Position annotation records ->

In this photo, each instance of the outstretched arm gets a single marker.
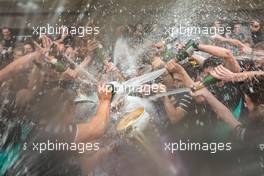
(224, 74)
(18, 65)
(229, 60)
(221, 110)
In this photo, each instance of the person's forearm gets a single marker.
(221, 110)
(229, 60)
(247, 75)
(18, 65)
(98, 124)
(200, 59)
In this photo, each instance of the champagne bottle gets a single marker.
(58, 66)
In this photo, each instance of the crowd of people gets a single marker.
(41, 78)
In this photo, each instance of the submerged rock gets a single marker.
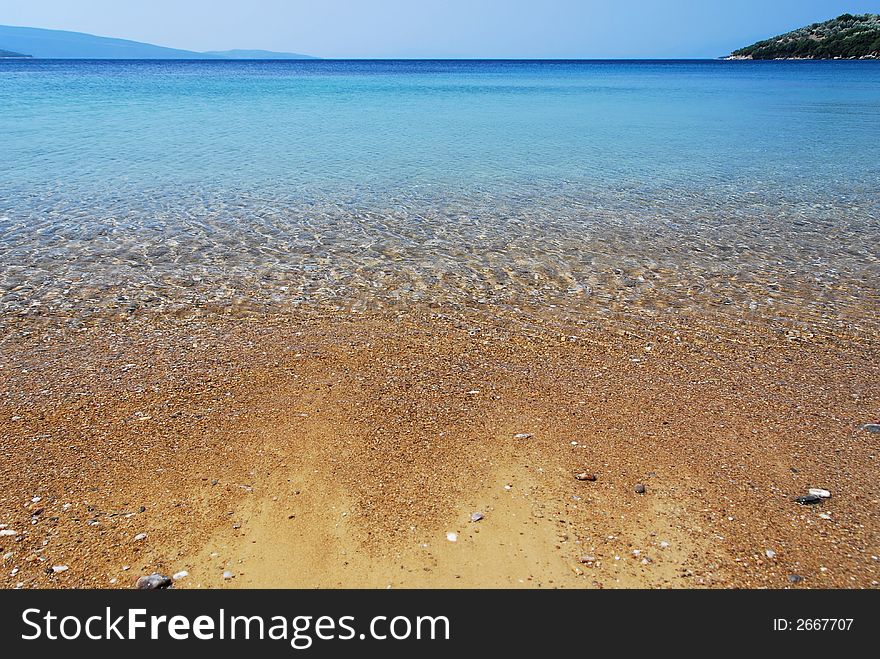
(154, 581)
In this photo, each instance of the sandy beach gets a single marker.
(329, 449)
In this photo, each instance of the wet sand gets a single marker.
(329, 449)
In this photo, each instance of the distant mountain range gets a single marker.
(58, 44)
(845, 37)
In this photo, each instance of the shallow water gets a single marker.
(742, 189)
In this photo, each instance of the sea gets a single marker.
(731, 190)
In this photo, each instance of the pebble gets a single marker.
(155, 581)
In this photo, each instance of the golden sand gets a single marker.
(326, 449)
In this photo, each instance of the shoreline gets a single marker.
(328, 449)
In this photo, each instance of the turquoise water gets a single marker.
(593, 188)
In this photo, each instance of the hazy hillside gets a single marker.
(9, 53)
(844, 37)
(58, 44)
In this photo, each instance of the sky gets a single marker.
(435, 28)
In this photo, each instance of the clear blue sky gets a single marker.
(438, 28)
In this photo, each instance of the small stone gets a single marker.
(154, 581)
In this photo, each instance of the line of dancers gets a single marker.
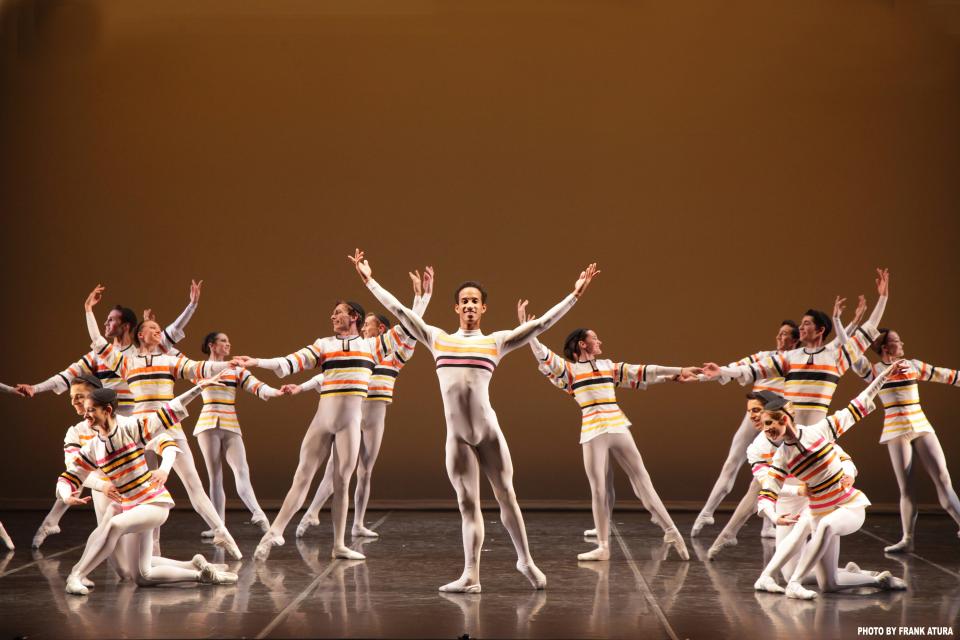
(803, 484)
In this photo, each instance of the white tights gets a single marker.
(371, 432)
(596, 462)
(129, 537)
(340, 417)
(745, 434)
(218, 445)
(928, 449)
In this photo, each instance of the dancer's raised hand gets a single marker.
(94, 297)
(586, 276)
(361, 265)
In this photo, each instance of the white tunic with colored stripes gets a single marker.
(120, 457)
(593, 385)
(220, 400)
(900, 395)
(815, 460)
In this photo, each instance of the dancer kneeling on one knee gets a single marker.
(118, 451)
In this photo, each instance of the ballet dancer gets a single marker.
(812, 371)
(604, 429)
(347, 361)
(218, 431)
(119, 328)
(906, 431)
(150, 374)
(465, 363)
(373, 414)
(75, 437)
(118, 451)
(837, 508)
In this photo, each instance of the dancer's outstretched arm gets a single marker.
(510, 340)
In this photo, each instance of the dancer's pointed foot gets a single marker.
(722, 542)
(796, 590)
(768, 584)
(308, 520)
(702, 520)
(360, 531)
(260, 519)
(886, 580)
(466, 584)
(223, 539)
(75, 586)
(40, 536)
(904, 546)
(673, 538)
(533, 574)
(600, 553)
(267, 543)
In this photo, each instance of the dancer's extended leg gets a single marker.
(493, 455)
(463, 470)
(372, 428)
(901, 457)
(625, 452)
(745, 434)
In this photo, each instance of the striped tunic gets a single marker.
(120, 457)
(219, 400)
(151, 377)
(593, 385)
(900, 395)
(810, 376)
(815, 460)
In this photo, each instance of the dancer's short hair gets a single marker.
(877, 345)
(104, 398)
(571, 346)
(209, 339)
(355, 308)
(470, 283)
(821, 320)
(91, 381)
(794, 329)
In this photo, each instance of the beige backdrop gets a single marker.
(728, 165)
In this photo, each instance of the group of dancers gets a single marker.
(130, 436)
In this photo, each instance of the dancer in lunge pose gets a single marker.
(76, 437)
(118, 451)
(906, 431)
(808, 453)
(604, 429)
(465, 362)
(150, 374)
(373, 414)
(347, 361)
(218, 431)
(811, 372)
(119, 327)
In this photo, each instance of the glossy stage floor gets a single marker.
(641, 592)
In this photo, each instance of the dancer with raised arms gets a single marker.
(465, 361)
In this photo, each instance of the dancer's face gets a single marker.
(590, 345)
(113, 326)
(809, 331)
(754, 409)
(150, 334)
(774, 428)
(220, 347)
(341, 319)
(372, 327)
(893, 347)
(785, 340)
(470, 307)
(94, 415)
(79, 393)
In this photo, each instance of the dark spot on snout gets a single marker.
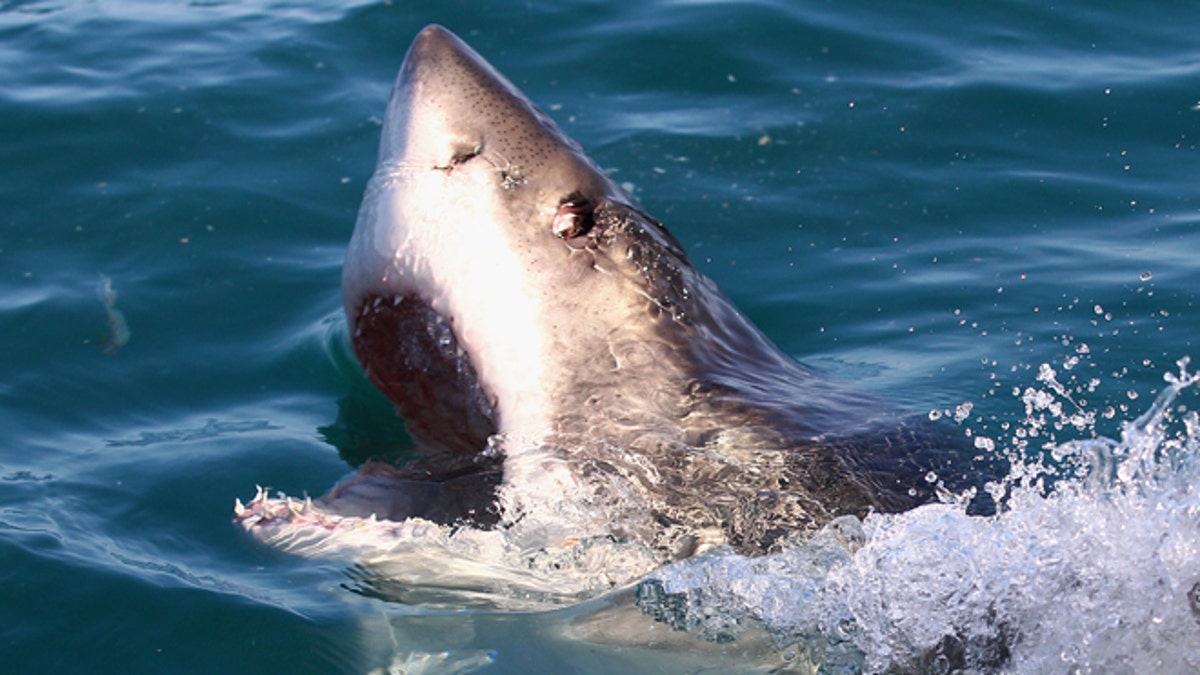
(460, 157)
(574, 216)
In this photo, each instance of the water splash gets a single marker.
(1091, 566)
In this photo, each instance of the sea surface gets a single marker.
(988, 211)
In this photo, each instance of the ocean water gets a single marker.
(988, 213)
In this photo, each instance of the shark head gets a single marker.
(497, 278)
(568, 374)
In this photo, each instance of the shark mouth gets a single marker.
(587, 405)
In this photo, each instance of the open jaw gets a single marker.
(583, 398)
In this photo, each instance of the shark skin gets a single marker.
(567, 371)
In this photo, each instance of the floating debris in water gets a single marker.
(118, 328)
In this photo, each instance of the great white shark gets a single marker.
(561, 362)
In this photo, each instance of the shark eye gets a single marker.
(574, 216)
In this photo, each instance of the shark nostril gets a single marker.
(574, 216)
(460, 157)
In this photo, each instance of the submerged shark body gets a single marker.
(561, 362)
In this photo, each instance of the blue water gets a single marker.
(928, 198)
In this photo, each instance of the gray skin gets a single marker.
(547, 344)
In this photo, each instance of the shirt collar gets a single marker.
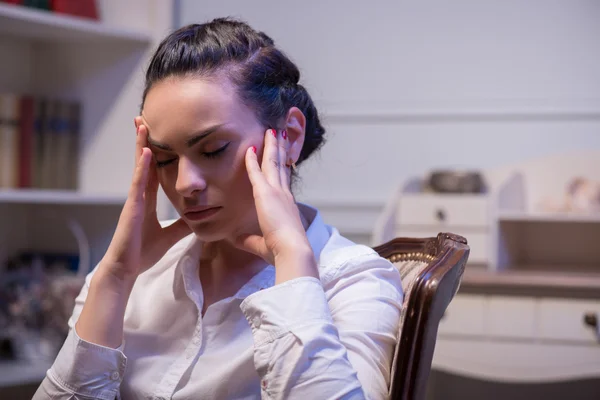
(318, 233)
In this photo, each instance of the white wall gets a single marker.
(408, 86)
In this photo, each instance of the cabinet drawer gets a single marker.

Given instruction -> Copy the data exactly. Any picture it contains is to be omitted.

Result of the exercise ->
In this photo, each instance of the outstretched arm gets a single marker.
(224, 74)
(18, 65)
(229, 60)
(221, 110)
In this photo, each instance of the person's forearm gets a single marker.
(221, 110)
(229, 60)
(247, 75)
(18, 65)
(98, 124)
(200, 59)
In this photo, each instance of the champagne bottle gets a single marker.
(58, 66)
In this photo, each instance of the crowd of people gets a single marker.
(41, 78)
In this photo, each instance of the submerged rock gets a single marker.
(154, 581)
In this photo, each instance of the sandy beach gets a single marker.
(329, 449)
In this photo, each instance of the wet sand gets a single marker.
(329, 449)
In this photo, each instance of the distant mountain range gets a single marker.
(58, 44)
(845, 37)
In this photo, each instance of the shallow water gets a single marker.
(742, 189)
In this photo, each instance of the sea gets a single marker.
(731, 190)
In this photo, each instance of the pebble gets a single marker.
(155, 581)
In this photo, each instance of the golden sand gets a single marker.
(326, 449)
In this photo, each instance of the shoreline gets a single marker.
(328, 449)
In this photo, each instance of the turquoise water gets a single marker.
(593, 188)
In this photo, each instance of the hazy hillside gets a single marker.
(9, 53)
(844, 37)
(58, 44)
In this photo, each instance of the sky gets a single marker.
(435, 28)
In this photo, each instance of the clear blue sky gets a single marker.
(438, 28)
In this photo, each instance of the small stone gets a single marker.
(154, 581)
In this photo, each instance of the line of dancers gets a single marker.
(803, 484)
In this photo, each instance of the white tights gets a single marker.
(371, 432)
(596, 462)
(129, 537)
(340, 417)
(745, 434)
(218, 445)
(928, 449)
In this photo, each instance of the dancer's raised hand gets a single marker.
(94, 297)
(586, 276)
(361, 265)
In this photo, each instance of the white tunic with colored stripes gets a single marker.
(120, 457)
(593, 385)
(220, 400)
(900, 395)
(815, 460)
In this photo, each instance of the dancer kneeling on one knee gets a single marker.
(118, 451)
In this photo, each instance of the ballet dancer gets a single marker.
(812, 371)
(604, 429)
(347, 361)
(218, 431)
(119, 328)
(906, 431)
(150, 374)
(465, 363)
(373, 414)
(75, 437)
(118, 451)
(837, 508)
In this photo, each instance of the dancer's outstretched arm gets a single marker.
(510, 340)
In this photo, each instance of the dancer's pointed foot gets a single marker.
(722, 542)
(796, 590)
(768, 584)
(308, 520)
(702, 520)
(360, 531)
(260, 519)
(886, 580)
(466, 584)
(223, 539)
(75, 586)
(40, 536)
(904, 546)
(673, 538)
(533, 574)
(600, 553)
(267, 543)
In this photo, each instance of the dancer's extended leg gets a single marker.
(493, 455)
(463, 470)
(372, 428)
(901, 457)
(625, 452)
(745, 434)
In this photo, each instance of the striped tunic gets a single marker.
(120, 457)
(219, 400)
(151, 377)
(593, 385)
(900, 395)
(810, 376)
(815, 460)
In this photo, each instance of the dancer's short hair gets a single marker.
(877, 345)
(104, 398)
(571, 346)
(209, 339)
(355, 308)
(470, 283)
(821, 320)
(91, 381)
(794, 329)
In this photo, each instance of the beige backdrop gets a single marker.
(728, 165)
In this photo, each instance of the group of dancers gets a single marker.
(130, 436)
In this photo, each instance of the dancer in lunge pose gets a single marker.
(76, 437)
(118, 451)
(906, 431)
(808, 453)
(604, 429)
(465, 362)
(150, 374)
(373, 414)
(347, 361)
(218, 431)
(811, 372)
(119, 327)
In this photo, each instance of the glossy stage floor gets a single marker.
(641, 592)
In this photo, each instance of the dancer with raised arms gets a single marker.
(465, 361)
In this photo, each instance of the dancer's face gets a single marker.
(590, 345)
(113, 326)
(809, 331)
(754, 409)
(150, 334)
(774, 428)
(220, 347)
(341, 319)
(372, 327)
(893, 347)
(785, 340)
(470, 307)
(94, 415)
(79, 393)
In this photo, each instance of the dark spot on snout gets a single marker.
(460, 157)
(574, 216)
In this photo, each instance of the water splash gets a single marker.
(1091, 566)
In this photo, each instance of the sea surface gets a single marker.
(988, 211)
In this photo, each instance of the ocean water gets a single marker.
(988, 213)
In this photo, each instance of the shark head gets a single marker.
(497, 278)
(568, 374)
In this photo, each instance of the shark mouth gets a single marker.
(587, 405)
In this photo, each instance of the open jaw gets a single marker.
(583, 398)
In this photo, each instance of the shark skin gets a single marker.
(567, 371)
In this photo, each instance of the floating debris in water gets a single marker.
(118, 328)
In this photo, each instance of the great white shark gets a single marker.
(561, 362)
In this photo, each instance of the shark eye gets a single marker.
(574, 216)
In this photo, each instance of the shark nostril gets a single marker.
(574, 216)
(460, 157)
In this photo, each instance of the submerged shark body gets a single marker.
(561, 362)
In this photo, each instance of the blue water gets a single marker.
(928, 198)
In this photo, each instance of the gray skin gets a single marker.
(547, 344)
In this photo, each instance of the shirt collar gets a single marker.
(318, 233)
In this photo, each instance of the white wall gets a single marker.
(408, 86)
In this photo, each instance of the cabinet drawer gets a single marker.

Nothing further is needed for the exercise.